= Task objective =
Exact copies of the lines from the line containing "Locate the raised" through the last line of the entries below are the whole answer.

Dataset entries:
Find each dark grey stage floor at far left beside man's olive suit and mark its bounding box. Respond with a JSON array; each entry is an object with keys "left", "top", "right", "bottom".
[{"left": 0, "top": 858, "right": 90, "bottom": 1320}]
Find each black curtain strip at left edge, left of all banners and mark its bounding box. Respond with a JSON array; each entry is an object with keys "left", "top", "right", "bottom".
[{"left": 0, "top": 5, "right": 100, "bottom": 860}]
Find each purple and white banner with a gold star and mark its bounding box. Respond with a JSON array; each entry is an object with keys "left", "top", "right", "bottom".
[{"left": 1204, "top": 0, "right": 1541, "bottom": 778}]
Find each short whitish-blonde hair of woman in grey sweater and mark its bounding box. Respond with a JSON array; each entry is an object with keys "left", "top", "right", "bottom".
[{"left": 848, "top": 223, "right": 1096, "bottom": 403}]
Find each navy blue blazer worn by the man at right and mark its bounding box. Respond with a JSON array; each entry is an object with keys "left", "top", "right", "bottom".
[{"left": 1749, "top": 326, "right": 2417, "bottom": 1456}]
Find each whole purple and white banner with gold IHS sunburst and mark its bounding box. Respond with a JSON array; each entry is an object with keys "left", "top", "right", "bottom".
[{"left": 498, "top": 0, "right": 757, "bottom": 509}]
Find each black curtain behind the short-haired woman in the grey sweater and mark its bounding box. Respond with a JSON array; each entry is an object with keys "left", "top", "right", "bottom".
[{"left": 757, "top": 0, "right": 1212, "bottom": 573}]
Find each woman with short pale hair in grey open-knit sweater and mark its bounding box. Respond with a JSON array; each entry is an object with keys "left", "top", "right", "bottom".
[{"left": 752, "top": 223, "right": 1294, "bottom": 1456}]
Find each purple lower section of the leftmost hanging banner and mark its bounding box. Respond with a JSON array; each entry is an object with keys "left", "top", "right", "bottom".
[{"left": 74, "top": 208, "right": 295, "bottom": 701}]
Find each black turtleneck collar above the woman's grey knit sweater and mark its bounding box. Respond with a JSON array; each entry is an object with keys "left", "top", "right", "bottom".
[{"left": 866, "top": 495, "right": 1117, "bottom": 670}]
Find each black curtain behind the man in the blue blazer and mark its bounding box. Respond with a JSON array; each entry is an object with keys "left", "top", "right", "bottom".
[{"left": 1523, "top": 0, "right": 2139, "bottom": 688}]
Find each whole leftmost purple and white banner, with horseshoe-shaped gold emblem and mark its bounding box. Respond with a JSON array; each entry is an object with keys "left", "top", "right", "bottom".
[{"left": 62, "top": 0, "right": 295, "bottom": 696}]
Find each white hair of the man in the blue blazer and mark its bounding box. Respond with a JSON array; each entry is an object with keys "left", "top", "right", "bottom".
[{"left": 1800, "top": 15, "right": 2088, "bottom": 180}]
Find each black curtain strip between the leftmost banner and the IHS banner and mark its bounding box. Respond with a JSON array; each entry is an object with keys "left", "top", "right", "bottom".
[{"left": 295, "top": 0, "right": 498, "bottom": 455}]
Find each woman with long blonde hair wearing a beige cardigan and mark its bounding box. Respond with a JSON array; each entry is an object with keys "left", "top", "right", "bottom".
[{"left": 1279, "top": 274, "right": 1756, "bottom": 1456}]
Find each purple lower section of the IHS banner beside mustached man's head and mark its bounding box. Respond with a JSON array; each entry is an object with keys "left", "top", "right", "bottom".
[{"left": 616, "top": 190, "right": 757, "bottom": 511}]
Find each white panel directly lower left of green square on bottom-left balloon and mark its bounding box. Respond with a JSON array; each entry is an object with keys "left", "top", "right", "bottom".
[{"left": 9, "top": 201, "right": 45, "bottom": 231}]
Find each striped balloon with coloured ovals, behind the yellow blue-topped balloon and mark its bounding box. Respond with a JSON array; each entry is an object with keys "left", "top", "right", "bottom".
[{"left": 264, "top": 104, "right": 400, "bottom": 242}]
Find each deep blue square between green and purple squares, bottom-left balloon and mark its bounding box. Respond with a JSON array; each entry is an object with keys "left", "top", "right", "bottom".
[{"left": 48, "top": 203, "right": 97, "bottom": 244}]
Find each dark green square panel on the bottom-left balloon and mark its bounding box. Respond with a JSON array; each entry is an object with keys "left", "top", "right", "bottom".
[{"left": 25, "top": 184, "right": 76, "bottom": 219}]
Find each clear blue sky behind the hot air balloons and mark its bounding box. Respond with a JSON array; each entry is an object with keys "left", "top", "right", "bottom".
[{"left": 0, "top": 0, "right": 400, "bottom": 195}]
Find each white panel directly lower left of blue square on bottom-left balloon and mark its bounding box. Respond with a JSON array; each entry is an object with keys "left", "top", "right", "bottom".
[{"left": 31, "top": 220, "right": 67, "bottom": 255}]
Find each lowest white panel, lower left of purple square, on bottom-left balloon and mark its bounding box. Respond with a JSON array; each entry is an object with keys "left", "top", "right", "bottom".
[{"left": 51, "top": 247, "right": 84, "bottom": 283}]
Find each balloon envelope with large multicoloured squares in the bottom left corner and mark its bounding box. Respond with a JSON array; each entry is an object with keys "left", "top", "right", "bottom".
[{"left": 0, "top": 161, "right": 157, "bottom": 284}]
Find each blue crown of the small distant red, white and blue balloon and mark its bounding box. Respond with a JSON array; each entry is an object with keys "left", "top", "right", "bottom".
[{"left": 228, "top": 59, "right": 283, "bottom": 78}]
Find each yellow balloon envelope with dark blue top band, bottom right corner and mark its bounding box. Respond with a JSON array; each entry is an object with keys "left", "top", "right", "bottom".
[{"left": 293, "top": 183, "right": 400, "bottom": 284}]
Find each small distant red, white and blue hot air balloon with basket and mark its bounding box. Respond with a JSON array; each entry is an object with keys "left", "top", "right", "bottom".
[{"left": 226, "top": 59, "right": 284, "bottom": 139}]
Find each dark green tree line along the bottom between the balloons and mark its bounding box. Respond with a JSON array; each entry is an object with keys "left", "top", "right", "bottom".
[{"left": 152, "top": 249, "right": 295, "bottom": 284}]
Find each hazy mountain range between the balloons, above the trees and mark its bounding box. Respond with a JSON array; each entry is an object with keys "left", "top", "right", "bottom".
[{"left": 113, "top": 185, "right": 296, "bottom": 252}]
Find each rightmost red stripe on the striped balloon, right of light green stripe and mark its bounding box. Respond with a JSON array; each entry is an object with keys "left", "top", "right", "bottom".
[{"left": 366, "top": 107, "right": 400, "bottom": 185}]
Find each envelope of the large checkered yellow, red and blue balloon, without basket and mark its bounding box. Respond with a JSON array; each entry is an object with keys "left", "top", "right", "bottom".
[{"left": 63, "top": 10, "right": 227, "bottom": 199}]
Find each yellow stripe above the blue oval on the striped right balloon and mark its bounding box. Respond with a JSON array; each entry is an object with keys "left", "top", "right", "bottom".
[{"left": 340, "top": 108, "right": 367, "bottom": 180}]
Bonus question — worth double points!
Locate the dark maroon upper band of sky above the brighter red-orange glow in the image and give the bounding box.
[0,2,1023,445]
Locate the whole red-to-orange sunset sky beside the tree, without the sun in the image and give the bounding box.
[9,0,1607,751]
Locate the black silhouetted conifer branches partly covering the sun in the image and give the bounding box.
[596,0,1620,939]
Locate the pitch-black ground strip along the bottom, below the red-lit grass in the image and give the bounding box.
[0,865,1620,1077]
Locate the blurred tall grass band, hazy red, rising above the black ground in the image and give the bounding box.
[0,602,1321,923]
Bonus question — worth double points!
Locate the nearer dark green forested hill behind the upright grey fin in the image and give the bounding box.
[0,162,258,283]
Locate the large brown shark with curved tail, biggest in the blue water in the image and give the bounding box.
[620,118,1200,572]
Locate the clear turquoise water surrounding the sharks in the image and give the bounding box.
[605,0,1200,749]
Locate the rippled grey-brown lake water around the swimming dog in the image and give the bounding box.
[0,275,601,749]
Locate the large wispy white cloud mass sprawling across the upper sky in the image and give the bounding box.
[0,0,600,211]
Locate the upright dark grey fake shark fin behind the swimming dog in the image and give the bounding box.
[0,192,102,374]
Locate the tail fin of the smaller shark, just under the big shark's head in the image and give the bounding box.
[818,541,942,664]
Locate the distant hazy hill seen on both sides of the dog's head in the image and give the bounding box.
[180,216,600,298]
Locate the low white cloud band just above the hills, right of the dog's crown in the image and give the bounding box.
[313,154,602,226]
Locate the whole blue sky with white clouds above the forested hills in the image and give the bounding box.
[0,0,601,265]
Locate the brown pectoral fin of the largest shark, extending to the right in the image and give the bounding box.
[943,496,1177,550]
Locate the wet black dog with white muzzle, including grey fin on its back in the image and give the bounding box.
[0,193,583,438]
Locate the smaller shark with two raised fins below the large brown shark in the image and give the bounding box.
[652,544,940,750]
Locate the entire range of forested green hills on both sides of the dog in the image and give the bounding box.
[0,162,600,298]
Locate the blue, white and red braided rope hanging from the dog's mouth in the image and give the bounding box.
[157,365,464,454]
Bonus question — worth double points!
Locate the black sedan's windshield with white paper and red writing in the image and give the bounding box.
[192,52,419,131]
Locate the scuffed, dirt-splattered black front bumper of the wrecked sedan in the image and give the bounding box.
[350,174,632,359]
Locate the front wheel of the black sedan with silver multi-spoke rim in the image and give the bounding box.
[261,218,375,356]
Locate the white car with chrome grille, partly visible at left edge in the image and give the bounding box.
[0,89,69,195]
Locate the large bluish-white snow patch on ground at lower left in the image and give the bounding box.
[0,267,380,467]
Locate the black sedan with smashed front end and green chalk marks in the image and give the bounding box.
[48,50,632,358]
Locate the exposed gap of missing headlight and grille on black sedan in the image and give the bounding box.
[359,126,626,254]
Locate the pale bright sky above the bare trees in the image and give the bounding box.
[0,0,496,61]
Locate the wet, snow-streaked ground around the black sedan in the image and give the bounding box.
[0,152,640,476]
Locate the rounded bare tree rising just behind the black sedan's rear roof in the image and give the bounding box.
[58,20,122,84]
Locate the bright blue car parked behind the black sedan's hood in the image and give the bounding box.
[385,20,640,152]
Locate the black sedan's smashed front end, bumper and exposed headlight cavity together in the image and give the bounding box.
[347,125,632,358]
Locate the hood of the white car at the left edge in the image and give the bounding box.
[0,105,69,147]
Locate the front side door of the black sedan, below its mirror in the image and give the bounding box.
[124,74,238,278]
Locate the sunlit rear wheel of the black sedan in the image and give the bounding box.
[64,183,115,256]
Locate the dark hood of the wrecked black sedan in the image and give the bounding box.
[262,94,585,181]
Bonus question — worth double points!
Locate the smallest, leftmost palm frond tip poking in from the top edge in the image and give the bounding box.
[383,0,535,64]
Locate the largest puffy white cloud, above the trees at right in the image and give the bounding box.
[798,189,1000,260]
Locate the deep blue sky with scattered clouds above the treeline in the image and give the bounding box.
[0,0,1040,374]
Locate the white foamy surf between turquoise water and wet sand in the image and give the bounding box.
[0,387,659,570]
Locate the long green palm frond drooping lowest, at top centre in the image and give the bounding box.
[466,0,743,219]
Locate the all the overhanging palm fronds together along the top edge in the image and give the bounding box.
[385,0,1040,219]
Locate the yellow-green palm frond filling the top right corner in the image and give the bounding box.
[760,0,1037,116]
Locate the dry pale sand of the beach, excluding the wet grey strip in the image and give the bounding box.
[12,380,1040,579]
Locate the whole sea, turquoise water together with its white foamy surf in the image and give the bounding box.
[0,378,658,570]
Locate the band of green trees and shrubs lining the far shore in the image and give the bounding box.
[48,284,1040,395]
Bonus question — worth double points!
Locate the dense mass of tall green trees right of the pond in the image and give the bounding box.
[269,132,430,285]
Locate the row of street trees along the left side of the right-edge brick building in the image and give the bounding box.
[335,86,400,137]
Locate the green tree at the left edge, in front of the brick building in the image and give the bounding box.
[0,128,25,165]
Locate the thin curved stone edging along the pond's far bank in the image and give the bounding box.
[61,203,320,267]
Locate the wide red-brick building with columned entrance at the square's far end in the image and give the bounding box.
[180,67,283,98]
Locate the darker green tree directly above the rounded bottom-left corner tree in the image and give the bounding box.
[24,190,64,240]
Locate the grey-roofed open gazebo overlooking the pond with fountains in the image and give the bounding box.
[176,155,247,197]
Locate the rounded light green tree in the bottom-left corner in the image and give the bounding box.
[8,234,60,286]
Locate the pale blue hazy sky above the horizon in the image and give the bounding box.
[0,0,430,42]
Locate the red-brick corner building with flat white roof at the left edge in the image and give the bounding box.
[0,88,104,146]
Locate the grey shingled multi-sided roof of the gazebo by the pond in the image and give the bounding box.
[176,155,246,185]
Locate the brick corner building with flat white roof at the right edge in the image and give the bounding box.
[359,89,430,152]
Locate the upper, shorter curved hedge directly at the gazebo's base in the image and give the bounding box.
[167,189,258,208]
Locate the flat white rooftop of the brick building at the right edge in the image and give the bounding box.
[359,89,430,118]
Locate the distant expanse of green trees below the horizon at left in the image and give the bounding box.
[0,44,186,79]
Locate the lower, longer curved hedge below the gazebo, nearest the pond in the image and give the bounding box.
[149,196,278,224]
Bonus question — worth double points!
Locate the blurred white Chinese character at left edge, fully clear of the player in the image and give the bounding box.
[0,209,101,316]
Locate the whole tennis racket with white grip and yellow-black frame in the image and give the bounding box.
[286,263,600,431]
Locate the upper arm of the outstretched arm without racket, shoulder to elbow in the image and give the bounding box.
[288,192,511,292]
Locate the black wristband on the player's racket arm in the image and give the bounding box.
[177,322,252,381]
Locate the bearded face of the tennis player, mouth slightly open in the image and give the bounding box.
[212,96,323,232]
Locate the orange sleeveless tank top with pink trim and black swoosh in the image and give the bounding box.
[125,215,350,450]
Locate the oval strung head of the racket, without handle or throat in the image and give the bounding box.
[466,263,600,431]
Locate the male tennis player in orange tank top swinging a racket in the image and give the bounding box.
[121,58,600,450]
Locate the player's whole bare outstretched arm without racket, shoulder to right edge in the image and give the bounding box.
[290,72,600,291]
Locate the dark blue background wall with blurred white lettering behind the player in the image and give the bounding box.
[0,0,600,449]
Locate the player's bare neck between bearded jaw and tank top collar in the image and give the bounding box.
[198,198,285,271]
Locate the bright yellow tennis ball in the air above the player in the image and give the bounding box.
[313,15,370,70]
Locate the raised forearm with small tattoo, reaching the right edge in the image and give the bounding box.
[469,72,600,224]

= Response to the task =
Locate the raised forearm with small tattoo, reaching the right edge in the image and give the bounding box.
[469,72,600,224]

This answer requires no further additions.